Without the images, write out the entries word for word.

Segment Start: Supplied records

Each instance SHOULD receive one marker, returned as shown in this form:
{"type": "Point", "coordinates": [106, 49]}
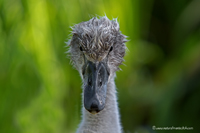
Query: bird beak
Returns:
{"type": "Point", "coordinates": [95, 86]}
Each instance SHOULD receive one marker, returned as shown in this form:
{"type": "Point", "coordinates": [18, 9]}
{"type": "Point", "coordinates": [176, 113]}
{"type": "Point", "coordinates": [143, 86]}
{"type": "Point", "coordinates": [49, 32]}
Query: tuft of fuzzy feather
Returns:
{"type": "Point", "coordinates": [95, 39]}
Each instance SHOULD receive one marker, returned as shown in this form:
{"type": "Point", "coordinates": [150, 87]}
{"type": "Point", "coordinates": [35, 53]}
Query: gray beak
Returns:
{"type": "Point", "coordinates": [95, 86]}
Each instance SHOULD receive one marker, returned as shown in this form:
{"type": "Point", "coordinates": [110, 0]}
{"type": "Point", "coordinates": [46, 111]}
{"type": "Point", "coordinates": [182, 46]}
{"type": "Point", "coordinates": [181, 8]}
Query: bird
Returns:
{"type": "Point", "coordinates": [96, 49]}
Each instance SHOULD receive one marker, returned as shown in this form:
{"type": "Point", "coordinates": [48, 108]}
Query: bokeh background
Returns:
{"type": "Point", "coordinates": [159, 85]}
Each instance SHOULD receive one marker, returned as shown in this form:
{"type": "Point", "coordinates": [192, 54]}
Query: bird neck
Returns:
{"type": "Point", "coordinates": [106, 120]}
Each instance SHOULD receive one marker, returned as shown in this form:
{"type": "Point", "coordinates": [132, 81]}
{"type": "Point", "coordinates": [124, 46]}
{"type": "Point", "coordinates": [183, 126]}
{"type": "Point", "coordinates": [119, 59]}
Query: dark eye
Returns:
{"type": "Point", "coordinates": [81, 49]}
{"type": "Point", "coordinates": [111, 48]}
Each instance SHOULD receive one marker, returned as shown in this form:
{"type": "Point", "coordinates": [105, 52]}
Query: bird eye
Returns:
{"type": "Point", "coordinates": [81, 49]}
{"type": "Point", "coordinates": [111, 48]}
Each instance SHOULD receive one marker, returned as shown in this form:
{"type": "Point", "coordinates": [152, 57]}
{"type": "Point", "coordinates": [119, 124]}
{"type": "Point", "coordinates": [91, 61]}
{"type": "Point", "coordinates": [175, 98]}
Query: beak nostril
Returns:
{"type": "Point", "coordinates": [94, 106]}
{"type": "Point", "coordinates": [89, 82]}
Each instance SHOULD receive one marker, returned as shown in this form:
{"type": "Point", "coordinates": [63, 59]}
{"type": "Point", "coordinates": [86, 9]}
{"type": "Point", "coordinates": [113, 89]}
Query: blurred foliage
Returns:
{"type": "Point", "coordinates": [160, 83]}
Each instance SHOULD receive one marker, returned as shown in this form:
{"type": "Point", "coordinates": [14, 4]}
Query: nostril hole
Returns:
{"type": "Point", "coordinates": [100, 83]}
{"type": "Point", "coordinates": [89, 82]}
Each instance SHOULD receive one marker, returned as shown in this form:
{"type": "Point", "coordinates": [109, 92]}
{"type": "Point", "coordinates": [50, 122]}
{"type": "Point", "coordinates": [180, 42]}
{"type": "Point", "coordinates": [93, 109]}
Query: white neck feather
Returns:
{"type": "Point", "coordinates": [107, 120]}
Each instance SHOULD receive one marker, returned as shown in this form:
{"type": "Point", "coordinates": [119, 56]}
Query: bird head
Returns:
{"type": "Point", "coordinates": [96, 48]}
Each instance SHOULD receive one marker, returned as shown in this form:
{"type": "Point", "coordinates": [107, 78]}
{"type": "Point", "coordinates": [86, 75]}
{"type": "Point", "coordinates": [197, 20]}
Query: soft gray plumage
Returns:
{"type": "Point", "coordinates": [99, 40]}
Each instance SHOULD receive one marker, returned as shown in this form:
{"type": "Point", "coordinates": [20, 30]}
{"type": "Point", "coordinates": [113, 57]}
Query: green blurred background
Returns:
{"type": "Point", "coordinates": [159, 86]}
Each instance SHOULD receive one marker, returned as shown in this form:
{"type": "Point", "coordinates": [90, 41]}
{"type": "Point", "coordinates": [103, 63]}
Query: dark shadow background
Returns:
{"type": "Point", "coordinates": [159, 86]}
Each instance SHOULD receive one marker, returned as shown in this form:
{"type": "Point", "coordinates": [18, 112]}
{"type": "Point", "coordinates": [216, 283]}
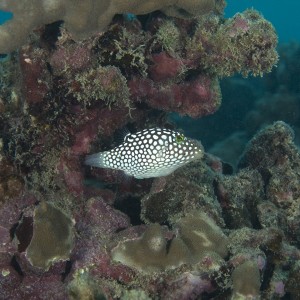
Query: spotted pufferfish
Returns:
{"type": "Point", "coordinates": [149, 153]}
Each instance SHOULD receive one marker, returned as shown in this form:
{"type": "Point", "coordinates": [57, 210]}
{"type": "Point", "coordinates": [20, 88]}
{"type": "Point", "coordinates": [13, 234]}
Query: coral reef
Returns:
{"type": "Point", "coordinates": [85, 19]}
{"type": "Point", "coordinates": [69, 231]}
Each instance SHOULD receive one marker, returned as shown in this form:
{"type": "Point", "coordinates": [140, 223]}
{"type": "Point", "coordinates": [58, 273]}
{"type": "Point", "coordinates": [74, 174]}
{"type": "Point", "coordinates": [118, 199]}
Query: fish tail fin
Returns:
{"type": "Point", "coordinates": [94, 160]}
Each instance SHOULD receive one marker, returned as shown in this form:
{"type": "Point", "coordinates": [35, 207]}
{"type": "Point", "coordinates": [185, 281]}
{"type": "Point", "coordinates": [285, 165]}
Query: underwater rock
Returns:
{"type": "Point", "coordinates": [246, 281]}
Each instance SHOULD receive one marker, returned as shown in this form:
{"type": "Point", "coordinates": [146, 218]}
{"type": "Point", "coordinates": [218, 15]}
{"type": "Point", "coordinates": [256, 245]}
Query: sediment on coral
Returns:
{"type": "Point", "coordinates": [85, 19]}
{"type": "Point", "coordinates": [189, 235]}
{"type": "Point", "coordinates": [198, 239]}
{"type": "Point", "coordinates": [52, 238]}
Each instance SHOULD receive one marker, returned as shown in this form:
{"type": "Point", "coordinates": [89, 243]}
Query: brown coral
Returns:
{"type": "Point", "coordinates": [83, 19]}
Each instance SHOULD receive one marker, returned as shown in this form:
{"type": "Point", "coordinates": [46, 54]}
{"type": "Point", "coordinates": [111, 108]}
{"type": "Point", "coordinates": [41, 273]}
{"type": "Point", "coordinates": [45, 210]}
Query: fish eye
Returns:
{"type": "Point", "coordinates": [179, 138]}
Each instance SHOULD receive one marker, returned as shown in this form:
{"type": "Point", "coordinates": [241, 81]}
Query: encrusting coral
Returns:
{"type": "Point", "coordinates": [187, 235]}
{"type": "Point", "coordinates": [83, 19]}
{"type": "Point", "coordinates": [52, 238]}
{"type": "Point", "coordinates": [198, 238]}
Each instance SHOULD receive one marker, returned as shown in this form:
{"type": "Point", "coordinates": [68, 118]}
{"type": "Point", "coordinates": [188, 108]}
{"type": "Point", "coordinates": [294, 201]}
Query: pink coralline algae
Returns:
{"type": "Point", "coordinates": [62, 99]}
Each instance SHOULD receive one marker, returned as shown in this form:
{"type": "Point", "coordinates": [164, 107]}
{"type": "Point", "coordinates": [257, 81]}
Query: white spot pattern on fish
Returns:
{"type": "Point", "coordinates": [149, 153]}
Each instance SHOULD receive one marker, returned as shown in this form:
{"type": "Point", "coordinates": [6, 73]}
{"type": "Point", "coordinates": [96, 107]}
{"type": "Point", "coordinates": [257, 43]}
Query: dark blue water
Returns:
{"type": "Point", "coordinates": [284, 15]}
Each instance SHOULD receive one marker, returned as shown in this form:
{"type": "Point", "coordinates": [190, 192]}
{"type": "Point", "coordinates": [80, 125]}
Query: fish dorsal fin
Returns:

Segment End: Supplied records

▸ Response to the task:
Each instance SHOULD receive one marker, returned as shown in this form:
{"type": "Point", "coordinates": [106, 49]}
Query: bird beak
Returns:
{"type": "Point", "coordinates": [95, 86]}
Each instance SHOULD receive one marker, returned as shown in this form:
{"type": "Point", "coordinates": [18, 9]}
{"type": "Point", "coordinates": [176, 113]}
{"type": "Point", "coordinates": [143, 86]}
{"type": "Point", "coordinates": [49, 32]}
Query: tuft of fuzzy feather
Returns:
{"type": "Point", "coordinates": [95, 39]}
Each instance SHOULD receive one marker, returned as shown in this form:
{"type": "Point", "coordinates": [150, 87]}
{"type": "Point", "coordinates": [35, 53]}
Query: gray beak
Returns:
{"type": "Point", "coordinates": [95, 86]}
Each instance SHOULD receive one marker, returned as shown in this form:
{"type": "Point", "coordinates": [110, 0]}
{"type": "Point", "coordinates": [46, 111]}
{"type": "Point", "coordinates": [182, 46]}
{"type": "Point", "coordinates": [181, 8]}
Query: bird
Returns:
{"type": "Point", "coordinates": [96, 49]}
Each instance SHOULD receive one marker, returned as shown in this form:
{"type": "Point", "coordinates": [48, 108]}
Query: bokeh background
Returns:
{"type": "Point", "coordinates": [159, 85]}
Each instance SHOULD receive one marker, returned as shown in this form:
{"type": "Point", "coordinates": [192, 54]}
Query: bird neck
Returns:
{"type": "Point", "coordinates": [106, 120]}
Each instance SHOULD receive one marker, returned as shown in this form:
{"type": "Point", "coordinates": [132, 81]}
{"type": "Point", "coordinates": [124, 46]}
{"type": "Point", "coordinates": [183, 126]}
{"type": "Point", "coordinates": [119, 59]}
Query: dark eye
Returns:
{"type": "Point", "coordinates": [81, 49]}
{"type": "Point", "coordinates": [111, 48]}
Each instance SHOULD receive one marker, returned as shown in this form:
{"type": "Point", "coordinates": [105, 52]}
Query: bird eye
Returns:
{"type": "Point", "coordinates": [81, 49]}
{"type": "Point", "coordinates": [111, 48]}
Each instance SHOULD receive one marker, returned as shown in this form:
{"type": "Point", "coordinates": [152, 57]}
{"type": "Point", "coordinates": [119, 124]}
{"type": "Point", "coordinates": [91, 61]}
{"type": "Point", "coordinates": [175, 98]}
Query: beak nostril
Returns:
{"type": "Point", "coordinates": [94, 106]}
{"type": "Point", "coordinates": [89, 82]}
Each instance SHOULD receive one marker, returned as shown in this form:
{"type": "Point", "coordinates": [63, 59]}
{"type": "Point", "coordinates": [86, 9]}
{"type": "Point", "coordinates": [113, 89]}
Query: blurred foliage
Returns:
{"type": "Point", "coordinates": [160, 83]}
Each instance SHOULD receive one marker, returned as shown in this form:
{"type": "Point", "coordinates": [14, 4]}
Query: nostril hole
Returns:
{"type": "Point", "coordinates": [100, 83]}
{"type": "Point", "coordinates": [89, 82]}
Each instance SHOULD receive one marker, returned as shown in this form:
{"type": "Point", "coordinates": [109, 92]}
{"type": "Point", "coordinates": [50, 122]}
{"type": "Point", "coordinates": [180, 42]}
{"type": "Point", "coordinates": [93, 109]}
Query: white neck feather
Returns:
{"type": "Point", "coordinates": [107, 120]}
Each instance SHOULD receive one marker, returned as shown in this form:
{"type": "Point", "coordinates": [119, 56]}
Query: bird head
Returns:
{"type": "Point", "coordinates": [96, 48]}
Each instance SHOULD receive one marker, returned as shown in this form:
{"type": "Point", "coordinates": [107, 78]}
{"type": "Point", "coordinates": [86, 75]}
{"type": "Point", "coordinates": [197, 20]}
Query: soft gray plumage
Returns:
{"type": "Point", "coordinates": [99, 40]}
Each instance SHOULD receive one marker, returned as shown in this form:
{"type": "Point", "coordinates": [20, 30]}
{"type": "Point", "coordinates": [113, 57]}
Query: green blurred background
Returns:
{"type": "Point", "coordinates": [159, 86]}
Each instance SHOULD receive one marker, returned as shown in this form:
{"type": "Point", "coordinates": [90, 41]}
{"type": "Point", "coordinates": [103, 63]}
Query: dark shadow background
Returns:
{"type": "Point", "coordinates": [159, 86]}
Each instance SHOULD receive one marker, returned as shown in this form:
{"type": "Point", "coordinates": [18, 112]}
{"type": "Point", "coordinates": [216, 283]}
Query: spotted pufferfish
Returns:
{"type": "Point", "coordinates": [149, 153]}
Each instance SHOULD receive one marker, returned as shown in this form:
{"type": "Point", "coordinates": [57, 210]}
{"type": "Point", "coordinates": [20, 88]}
{"type": "Point", "coordinates": [13, 234]}
Query: coral reef
Returns:
{"type": "Point", "coordinates": [85, 19]}
{"type": "Point", "coordinates": [69, 231]}
Each instance SHOULD receive one marker, returned as shown in this form:
{"type": "Point", "coordinates": [140, 223]}
{"type": "Point", "coordinates": [58, 273]}
{"type": "Point", "coordinates": [74, 174]}
{"type": "Point", "coordinates": [118, 199]}
Query: fish tail fin
Returns:
{"type": "Point", "coordinates": [94, 160]}
Each instance SHOULD receive one marker, returned as shown in this form:
{"type": "Point", "coordinates": [35, 207]}
{"type": "Point", "coordinates": [185, 281]}
{"type": "Point", "coordinates": [285, 165]}
Query: underwater rock
Returns:
{"type": "Point", "coordinates": [246, 281]}
Each instance SHOULD receive one marker, returned as shown in this form:
{"type": "Point", "coordinates": [146, 218]}
{"type": "Point", "coordinates": [218, 15]}
{"type": "Point", "coordinates": [256, 245]}
Query: sediment on coral
Returns:
{"type": "Point", "coordinates": [85, 19]}
{"type": "Point", "coordinates": [189, 235]}
{"type": "Point", "coordinates": [198, 239]}
{"type": "Point", "coordinates": [52, 238]}
Each instance SHOULD receive one marker, returned as shown in this form:
{"type": "Point", "coordinates": [89, 243]}
Query: brown coral
Returns:
{"type": "Point", "coordinates": [83, 19]}
Each instance SHOULD receive one marker, returned as shown in this form:
{"type": "Point", "coordinates": [46, 54]}
{"type": "Point", "coordinates": [111, 108]}
{"type": "Point", "coordinates": [41, 273]}
{"type": "Point", "coordinates": [45, 210]}
Query: fish eye
Returns:
{"type": "Point", "coordinates": [179, 138]}
Each instance SHOULD receive one marker, returned as shown in this form:
{"type": "Point", "coordinates": [241, 81]}
Query: encrusting coral
Returns:
{"type": "Point", "coordinates": [187, 235]}
{"type": "Point", "coordinates": [83, 19]}
{"type": "Point", "coordinates": [52, 238]}
{"type": "Point", "coordinates": [198, 238]}
Each instance SHOULD receive one marker, returned as shown in this form:
{"type": "Point", "coordinates": [68, 118]}
{"type": "Point", "coordinates": [188, 108]}
{"type": "Point", "coordinates": [294, 201]}
Query: pink coralline algae
Returns:
{"type": "Point", "coordinates": [62, 99]}
Each instance SHOULD receive one marker, returned as shown in this form:
{"type": "Point", "coordinates": [164, 107]}
{"type": "Point", "coordinates": [257, 81]}
Query: white spot pattern on fish
Returns:
{"type": "Point", "coordinates": [149, 153]}
Each instance SHOULD receive one marker, returned as shown in this form:
{"type": "Point", "coordinates": [6, 73]}
{"type": "Point", "coordinates": [96, 107]}
{"type": "Point", "coordinates": [257, 43]}
Query: dark blue water
Returns:
{"type": "Point", "coordinates": [284, 15]}
Each instance SHOULD receive one marker, returned as shown in this form:
{"type": "Point", "coordinates": [190, 192]}
{"type": "Point", "coordinates": [80, 125]}
Query: fish dorsal fin
Returns:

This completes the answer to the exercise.